Stored data —
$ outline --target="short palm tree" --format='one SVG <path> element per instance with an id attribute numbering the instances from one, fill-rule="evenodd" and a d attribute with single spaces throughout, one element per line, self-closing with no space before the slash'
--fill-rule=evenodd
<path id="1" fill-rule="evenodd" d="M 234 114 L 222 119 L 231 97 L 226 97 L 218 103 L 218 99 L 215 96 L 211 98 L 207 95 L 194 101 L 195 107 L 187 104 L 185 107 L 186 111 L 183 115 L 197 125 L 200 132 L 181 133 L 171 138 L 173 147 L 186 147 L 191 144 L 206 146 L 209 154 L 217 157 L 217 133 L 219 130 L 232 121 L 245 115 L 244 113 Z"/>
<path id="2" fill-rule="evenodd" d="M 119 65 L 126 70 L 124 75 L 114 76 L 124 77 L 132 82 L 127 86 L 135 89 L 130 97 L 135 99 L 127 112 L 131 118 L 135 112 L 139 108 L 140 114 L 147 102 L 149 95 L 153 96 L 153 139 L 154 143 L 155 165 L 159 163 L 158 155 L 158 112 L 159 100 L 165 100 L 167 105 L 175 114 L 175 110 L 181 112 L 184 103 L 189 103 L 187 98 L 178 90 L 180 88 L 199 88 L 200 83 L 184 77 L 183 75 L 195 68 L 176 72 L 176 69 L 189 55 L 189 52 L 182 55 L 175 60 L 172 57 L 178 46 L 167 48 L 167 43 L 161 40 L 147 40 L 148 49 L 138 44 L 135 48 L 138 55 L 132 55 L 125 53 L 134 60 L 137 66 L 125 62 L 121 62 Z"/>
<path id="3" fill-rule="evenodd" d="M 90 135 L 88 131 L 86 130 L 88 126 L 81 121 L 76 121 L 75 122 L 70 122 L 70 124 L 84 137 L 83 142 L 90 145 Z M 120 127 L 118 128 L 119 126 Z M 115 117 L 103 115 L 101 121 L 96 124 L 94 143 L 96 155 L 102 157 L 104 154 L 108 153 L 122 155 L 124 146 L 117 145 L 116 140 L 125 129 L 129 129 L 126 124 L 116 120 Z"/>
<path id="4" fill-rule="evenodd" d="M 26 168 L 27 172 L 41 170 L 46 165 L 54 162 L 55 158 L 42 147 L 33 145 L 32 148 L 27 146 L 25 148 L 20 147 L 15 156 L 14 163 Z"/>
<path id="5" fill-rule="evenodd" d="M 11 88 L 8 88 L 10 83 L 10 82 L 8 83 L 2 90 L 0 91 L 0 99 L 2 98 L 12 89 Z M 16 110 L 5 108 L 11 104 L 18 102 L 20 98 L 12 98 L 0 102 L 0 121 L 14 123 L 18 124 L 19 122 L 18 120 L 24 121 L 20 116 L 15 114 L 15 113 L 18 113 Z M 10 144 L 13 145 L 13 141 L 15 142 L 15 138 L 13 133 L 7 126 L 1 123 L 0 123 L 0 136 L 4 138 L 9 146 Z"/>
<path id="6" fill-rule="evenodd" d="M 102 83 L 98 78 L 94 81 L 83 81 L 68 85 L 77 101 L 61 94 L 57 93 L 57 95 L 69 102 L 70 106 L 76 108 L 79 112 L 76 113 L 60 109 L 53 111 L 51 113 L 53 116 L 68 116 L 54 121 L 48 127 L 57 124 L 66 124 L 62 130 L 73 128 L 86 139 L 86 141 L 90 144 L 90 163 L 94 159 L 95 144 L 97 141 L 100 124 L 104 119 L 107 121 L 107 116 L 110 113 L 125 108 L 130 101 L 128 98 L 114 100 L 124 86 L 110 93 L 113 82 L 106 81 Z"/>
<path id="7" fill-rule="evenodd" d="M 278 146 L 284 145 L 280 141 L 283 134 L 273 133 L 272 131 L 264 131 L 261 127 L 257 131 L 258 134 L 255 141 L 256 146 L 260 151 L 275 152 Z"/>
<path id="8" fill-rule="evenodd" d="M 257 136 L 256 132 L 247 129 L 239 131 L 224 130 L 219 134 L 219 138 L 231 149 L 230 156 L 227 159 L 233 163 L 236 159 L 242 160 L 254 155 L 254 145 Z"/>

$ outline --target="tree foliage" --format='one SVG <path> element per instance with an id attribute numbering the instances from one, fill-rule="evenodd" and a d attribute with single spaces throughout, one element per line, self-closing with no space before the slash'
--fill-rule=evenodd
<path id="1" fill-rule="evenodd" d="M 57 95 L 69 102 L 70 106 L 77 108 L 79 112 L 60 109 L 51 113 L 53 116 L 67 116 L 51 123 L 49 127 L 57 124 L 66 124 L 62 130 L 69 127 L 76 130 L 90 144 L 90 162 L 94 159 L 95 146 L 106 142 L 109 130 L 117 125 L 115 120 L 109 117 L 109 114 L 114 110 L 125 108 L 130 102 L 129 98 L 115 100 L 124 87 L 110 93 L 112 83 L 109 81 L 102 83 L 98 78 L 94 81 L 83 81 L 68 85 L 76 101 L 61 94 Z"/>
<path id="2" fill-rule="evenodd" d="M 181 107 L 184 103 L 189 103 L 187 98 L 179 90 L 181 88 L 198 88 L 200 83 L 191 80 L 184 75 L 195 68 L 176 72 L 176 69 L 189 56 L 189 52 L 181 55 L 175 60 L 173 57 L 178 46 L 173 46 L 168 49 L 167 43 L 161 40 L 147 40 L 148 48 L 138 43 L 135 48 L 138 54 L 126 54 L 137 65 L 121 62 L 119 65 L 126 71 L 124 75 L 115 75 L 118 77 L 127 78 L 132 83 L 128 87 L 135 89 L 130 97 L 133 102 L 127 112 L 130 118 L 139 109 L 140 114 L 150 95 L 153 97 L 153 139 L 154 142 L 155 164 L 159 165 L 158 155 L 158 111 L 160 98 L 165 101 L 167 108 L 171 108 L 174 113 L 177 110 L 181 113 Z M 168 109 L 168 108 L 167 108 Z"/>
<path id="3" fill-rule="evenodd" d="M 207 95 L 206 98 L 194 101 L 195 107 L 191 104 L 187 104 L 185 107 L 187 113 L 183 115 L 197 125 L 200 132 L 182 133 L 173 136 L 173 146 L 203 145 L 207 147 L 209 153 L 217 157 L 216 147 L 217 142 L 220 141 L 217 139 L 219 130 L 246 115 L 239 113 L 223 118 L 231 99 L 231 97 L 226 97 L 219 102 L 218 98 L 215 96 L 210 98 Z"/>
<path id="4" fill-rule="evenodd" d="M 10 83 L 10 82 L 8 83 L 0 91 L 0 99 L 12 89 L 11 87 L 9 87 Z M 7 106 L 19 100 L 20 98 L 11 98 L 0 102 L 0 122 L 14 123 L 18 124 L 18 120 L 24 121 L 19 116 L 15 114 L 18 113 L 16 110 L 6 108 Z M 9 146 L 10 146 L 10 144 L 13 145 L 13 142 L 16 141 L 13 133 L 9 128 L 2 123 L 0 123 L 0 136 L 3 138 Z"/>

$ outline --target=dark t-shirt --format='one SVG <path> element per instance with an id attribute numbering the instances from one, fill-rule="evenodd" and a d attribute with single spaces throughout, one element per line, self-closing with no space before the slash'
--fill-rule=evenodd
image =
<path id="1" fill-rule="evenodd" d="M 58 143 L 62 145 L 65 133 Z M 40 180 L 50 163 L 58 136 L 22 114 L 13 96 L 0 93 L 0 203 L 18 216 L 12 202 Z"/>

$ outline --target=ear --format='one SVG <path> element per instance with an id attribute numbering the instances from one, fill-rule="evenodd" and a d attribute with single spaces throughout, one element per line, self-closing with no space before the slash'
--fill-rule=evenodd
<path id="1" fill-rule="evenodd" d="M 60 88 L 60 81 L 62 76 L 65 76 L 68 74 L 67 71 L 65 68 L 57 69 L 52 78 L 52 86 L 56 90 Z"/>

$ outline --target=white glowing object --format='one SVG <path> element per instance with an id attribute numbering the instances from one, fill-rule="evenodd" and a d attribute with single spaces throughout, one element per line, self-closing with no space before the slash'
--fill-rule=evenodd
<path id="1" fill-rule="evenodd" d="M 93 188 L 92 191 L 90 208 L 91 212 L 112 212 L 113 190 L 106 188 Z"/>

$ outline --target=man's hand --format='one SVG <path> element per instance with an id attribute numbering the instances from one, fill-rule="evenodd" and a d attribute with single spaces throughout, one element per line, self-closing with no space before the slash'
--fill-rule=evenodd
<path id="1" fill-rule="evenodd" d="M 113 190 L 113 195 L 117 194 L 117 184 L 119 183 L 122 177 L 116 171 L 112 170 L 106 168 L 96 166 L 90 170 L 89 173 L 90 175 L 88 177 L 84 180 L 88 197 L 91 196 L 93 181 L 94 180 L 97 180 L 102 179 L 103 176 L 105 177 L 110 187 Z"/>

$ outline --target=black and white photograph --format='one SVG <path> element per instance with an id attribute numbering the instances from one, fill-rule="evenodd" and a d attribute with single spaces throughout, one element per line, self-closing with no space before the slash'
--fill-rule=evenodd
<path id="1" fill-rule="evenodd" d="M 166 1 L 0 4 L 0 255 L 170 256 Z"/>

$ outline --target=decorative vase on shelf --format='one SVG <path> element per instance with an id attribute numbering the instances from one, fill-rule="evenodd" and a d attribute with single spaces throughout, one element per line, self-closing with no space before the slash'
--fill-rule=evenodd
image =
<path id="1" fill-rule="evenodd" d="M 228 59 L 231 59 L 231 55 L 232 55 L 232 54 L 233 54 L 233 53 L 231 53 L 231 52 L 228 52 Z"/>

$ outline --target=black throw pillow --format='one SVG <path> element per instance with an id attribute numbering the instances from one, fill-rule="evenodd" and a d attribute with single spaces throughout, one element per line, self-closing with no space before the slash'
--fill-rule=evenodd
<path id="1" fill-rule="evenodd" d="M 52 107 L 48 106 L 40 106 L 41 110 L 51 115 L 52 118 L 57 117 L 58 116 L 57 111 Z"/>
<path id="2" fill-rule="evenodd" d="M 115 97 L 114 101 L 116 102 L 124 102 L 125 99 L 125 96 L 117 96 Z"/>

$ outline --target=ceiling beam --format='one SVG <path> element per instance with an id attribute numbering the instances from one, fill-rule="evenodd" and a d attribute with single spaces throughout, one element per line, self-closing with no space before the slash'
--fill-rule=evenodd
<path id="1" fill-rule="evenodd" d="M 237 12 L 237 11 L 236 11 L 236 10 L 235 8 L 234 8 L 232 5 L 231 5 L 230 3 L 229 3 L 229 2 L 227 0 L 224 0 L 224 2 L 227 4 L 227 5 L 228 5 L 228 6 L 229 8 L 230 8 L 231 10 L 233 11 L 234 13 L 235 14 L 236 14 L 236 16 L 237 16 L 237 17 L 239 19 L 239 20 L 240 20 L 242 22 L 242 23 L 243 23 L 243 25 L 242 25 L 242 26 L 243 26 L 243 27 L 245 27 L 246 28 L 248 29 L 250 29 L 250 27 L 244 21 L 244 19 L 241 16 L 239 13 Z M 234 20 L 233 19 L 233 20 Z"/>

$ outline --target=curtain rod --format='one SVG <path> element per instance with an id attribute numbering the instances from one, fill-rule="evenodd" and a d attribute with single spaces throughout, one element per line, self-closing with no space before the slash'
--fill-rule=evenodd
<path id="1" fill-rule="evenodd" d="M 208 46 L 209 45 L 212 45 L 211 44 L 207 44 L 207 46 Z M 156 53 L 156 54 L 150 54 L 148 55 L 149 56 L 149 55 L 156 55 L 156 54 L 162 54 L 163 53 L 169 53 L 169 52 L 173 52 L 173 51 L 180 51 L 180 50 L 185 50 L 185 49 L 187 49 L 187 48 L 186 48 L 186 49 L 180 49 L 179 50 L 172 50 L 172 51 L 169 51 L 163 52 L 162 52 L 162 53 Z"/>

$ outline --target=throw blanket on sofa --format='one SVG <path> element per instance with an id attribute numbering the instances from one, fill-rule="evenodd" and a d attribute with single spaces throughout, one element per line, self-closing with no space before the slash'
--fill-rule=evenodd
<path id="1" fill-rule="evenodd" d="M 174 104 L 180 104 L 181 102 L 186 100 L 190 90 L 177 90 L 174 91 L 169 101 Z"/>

Goal —
Copy out the lines verbatim, beginning at the line that contains "outline --target=curtain rod" and ending after the line that contains "208 46 L 209".

Complete response —
$ outline --target=curtain rod --format='one SVG <path> element per instance with an id attribute numbering the instances from one, fill-rule="evenodd" and a d attribute with single spaces throughout, one element per line, self-closing with no space before the slash'
--fill-rule=evenodd
<path id="1" fill-rule="evenodd" d="M 208 46 L 209 45 L 212 45 L 211 44 L 207 44 L 207 46 Z M 156 53 L 156 54 L 150 54 L 148 55 L 149 56 L 149 55 L 156 55 L 156 54 L 162 54 L 163 53 L 169 53 L 169 52 L 173 52 L 173 51 L 180 51 L 180 50 L 185 50 L 185 49 L 187 49 L 187 48 L 186 48 L 186 49 L 180 49 L 179 50 L 172 50 L 172 51 L 169 51 L 163 52 L 162 52 L 162 53 Z"/>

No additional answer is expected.